§ STORED DATA:
################

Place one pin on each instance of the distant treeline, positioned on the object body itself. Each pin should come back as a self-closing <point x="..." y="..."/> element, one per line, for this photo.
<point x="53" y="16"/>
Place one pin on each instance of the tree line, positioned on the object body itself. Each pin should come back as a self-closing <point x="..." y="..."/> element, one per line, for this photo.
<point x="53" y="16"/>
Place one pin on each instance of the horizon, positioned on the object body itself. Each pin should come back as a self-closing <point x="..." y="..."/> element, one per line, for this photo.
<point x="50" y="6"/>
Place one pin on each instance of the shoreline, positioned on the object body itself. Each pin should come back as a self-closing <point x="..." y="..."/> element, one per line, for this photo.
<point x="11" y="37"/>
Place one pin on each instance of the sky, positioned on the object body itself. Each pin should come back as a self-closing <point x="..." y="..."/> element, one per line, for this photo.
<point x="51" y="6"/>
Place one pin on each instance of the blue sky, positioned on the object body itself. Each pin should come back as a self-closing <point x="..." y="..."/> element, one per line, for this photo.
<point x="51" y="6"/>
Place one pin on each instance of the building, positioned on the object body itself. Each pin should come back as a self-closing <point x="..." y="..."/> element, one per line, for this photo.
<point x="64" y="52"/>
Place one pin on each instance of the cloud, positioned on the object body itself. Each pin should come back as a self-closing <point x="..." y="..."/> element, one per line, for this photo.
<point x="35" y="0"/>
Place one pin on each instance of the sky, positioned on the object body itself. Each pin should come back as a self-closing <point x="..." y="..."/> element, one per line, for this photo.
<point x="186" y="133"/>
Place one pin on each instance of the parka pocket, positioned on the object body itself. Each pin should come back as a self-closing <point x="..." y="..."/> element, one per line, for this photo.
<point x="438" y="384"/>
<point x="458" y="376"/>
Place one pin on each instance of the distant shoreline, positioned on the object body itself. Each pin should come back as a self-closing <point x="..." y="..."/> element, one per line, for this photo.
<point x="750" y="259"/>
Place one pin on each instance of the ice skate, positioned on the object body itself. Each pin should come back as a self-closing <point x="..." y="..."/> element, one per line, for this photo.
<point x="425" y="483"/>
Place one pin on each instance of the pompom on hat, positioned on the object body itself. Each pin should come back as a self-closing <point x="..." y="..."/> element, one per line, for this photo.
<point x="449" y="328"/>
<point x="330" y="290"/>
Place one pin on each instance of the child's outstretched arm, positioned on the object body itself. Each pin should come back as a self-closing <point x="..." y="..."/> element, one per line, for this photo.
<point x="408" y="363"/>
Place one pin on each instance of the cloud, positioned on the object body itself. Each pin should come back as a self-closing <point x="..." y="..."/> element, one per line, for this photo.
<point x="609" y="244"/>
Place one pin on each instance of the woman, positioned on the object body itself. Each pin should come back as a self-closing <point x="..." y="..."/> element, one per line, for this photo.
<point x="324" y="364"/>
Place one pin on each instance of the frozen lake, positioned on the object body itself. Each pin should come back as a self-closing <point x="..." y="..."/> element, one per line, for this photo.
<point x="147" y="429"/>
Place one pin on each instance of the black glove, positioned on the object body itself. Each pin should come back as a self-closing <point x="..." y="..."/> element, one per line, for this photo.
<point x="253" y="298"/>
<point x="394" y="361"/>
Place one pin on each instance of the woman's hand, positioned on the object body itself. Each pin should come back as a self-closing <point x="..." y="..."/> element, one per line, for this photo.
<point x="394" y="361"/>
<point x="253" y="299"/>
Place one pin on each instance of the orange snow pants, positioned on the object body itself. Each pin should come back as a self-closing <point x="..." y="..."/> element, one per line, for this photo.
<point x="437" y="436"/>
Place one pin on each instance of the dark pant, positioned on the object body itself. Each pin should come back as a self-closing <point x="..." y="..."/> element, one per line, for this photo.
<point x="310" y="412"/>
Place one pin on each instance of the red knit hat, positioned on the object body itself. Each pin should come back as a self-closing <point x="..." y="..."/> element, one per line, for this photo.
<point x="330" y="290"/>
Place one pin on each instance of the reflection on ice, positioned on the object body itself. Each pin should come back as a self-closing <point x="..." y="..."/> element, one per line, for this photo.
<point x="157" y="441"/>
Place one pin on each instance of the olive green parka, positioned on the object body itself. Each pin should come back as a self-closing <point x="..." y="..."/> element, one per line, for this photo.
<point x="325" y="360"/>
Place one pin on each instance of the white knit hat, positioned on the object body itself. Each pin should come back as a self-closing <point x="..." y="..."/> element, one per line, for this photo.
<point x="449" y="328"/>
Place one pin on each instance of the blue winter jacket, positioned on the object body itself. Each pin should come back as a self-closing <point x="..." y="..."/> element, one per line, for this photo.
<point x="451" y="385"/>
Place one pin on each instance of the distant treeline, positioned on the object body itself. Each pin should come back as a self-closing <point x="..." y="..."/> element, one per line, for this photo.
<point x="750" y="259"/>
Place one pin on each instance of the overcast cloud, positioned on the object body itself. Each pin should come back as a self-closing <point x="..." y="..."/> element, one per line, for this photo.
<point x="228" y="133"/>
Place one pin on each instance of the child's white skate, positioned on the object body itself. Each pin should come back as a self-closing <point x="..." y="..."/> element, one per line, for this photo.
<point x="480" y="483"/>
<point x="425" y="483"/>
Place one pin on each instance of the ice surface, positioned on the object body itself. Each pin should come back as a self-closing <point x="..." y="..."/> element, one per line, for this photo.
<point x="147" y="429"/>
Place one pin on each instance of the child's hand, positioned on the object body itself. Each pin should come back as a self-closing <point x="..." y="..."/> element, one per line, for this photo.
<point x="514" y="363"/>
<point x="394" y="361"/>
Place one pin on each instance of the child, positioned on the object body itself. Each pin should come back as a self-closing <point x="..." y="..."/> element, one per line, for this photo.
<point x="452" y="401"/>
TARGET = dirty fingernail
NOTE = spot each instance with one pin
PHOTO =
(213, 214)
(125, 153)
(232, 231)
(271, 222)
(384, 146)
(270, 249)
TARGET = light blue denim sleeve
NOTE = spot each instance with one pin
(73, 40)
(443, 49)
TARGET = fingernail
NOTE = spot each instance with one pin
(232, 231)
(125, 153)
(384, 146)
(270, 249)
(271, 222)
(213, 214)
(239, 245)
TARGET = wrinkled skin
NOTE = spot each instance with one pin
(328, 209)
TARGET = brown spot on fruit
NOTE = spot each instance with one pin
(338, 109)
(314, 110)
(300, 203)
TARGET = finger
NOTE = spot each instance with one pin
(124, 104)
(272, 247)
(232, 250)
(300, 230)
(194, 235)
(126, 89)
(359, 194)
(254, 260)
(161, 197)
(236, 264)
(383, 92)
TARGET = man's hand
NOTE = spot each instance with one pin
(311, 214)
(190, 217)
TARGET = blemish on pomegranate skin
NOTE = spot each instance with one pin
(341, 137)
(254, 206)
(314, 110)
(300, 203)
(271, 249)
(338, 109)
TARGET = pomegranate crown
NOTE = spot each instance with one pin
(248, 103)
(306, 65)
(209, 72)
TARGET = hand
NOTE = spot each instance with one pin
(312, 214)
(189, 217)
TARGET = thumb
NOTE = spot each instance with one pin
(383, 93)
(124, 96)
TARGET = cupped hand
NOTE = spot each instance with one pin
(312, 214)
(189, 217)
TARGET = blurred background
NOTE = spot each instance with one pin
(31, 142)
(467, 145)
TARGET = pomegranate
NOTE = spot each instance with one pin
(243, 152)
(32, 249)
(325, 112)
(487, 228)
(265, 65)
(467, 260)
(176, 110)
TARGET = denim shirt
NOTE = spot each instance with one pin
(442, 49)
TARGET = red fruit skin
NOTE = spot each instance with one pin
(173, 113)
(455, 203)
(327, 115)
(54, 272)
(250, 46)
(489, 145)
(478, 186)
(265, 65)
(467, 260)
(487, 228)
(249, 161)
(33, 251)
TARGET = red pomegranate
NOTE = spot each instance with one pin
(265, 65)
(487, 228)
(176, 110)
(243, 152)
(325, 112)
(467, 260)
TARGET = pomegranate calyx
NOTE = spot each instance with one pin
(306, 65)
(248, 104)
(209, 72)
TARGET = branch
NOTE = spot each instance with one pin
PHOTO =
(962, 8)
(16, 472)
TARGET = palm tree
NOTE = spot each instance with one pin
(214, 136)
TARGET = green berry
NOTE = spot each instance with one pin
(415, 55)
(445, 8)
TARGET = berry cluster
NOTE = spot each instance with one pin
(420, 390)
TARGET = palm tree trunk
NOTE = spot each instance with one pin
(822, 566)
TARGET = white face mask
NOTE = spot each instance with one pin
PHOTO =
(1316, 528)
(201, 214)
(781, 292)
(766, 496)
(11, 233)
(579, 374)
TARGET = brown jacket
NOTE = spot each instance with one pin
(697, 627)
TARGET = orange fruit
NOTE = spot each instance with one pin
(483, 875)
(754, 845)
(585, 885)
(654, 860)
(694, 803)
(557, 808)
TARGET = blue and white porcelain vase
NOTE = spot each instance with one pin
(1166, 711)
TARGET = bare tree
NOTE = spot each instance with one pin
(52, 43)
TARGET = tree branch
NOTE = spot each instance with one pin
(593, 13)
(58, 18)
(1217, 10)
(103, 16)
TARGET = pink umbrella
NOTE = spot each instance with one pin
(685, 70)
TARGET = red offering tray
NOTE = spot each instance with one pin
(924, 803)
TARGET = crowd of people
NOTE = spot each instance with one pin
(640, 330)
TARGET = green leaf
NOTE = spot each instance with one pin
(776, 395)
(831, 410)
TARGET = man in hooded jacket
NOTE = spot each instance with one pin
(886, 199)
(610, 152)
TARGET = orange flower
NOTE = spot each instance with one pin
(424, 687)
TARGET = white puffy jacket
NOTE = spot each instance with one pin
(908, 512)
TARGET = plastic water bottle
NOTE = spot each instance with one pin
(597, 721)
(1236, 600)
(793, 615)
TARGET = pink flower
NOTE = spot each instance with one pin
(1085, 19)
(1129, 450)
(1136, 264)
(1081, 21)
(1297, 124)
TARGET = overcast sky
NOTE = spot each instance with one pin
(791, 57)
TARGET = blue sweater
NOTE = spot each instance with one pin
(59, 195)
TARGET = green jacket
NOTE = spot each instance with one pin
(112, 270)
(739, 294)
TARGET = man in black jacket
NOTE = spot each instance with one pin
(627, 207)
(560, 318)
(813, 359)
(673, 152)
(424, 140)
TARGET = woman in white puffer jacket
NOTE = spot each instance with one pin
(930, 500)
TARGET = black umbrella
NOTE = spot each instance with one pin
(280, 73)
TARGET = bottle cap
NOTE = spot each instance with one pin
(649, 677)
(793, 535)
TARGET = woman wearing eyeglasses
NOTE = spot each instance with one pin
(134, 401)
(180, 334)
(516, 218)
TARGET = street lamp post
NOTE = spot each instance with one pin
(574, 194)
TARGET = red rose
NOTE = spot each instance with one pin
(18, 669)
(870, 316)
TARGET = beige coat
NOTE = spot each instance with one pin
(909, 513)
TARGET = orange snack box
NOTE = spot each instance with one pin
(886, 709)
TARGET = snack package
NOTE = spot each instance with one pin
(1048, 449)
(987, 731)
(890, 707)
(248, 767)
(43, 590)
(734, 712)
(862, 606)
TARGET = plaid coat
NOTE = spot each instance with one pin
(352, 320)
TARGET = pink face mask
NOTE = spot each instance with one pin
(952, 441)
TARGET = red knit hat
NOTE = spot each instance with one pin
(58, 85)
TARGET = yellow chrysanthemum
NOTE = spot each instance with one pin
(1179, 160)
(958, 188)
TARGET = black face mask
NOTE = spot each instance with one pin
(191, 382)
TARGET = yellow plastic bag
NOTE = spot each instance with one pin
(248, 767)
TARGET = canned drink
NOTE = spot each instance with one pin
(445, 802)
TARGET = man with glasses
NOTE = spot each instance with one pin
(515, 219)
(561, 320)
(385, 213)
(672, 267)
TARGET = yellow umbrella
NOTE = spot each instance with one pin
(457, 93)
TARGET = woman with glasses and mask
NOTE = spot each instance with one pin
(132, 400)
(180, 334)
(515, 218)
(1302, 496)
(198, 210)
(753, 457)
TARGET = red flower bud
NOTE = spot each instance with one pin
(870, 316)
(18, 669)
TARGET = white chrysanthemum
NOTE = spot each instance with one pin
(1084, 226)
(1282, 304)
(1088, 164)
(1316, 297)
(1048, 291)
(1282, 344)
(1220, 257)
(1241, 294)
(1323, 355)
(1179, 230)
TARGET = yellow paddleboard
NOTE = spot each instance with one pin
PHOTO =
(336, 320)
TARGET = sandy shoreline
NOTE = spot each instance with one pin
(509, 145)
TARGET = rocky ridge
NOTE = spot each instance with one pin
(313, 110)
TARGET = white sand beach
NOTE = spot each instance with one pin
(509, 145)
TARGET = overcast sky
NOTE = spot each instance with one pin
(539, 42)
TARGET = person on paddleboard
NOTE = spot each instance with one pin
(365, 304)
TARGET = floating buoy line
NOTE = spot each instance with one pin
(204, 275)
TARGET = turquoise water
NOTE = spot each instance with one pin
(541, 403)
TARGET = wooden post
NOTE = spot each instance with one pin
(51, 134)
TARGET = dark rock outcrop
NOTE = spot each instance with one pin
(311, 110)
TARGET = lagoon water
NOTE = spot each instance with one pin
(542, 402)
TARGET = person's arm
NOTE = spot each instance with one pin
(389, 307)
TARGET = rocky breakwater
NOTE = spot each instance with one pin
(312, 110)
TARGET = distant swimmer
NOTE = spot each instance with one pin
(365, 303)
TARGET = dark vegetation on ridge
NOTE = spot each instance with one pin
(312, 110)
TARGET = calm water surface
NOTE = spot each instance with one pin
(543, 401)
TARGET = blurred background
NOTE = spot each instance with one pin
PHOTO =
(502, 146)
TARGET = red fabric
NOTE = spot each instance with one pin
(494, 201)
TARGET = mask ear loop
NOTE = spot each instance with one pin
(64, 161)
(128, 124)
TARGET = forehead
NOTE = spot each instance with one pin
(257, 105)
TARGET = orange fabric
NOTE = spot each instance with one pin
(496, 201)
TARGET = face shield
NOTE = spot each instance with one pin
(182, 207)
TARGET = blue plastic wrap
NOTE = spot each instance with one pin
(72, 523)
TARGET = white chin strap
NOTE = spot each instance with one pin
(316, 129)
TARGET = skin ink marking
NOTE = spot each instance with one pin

################

Lines from the one containing "TARGET = skin ink marking" through the last line of the listing are to be restated word for word; no other line may appear.

§ ANSWER SECTION:
TARGET = skin ink marking
NOTE = spot each instance with one pin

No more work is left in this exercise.